[Exercise directions] Rewrite the items in the stretch from the line containing "Spot all occurrences of fence" through the line containing "20 255 747 573", changing "fence post" to "fence rail" and leaving everything else unchanged. Return only those lines.

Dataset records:

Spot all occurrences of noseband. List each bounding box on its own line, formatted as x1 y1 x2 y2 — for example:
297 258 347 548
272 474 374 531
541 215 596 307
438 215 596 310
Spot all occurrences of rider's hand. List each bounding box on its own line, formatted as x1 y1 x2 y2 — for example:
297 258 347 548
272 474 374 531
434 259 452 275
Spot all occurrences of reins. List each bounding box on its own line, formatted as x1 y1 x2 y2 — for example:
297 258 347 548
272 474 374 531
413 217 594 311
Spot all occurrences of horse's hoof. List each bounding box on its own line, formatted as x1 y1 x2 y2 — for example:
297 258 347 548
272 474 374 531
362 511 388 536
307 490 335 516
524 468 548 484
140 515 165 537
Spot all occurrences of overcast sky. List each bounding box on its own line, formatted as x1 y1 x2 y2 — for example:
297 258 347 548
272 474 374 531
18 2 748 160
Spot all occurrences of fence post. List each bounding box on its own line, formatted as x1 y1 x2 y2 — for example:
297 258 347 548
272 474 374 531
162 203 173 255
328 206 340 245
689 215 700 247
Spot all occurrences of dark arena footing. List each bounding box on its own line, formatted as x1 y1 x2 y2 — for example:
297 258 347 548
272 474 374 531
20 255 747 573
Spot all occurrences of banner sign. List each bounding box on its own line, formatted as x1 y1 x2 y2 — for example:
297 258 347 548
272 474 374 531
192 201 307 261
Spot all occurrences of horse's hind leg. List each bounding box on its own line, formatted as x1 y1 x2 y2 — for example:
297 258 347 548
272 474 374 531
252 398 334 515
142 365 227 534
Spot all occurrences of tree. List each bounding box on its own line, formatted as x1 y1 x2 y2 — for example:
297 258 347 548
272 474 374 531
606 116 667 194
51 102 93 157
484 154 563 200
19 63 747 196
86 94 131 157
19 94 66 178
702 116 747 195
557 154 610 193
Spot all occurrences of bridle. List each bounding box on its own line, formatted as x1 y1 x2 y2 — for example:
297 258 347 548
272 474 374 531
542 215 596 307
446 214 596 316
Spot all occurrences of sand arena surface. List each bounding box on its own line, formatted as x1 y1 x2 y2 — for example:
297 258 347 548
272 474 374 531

[Completed exercise]
Spot all occurrences of fence rail. List each bounding box on its own line, formatted as x1 y1 x2 y2 — for example:
297 258 347 548
272 474 374 531
162 203 173 255
328 206 340 245
689 215 700 247
Spot all occurrences of dark arena footing. List each bounding box on its own line, formatted as x1 y1 x2 y2 — for example:
297 258 347 548
272 474 374 531
20 255 747 573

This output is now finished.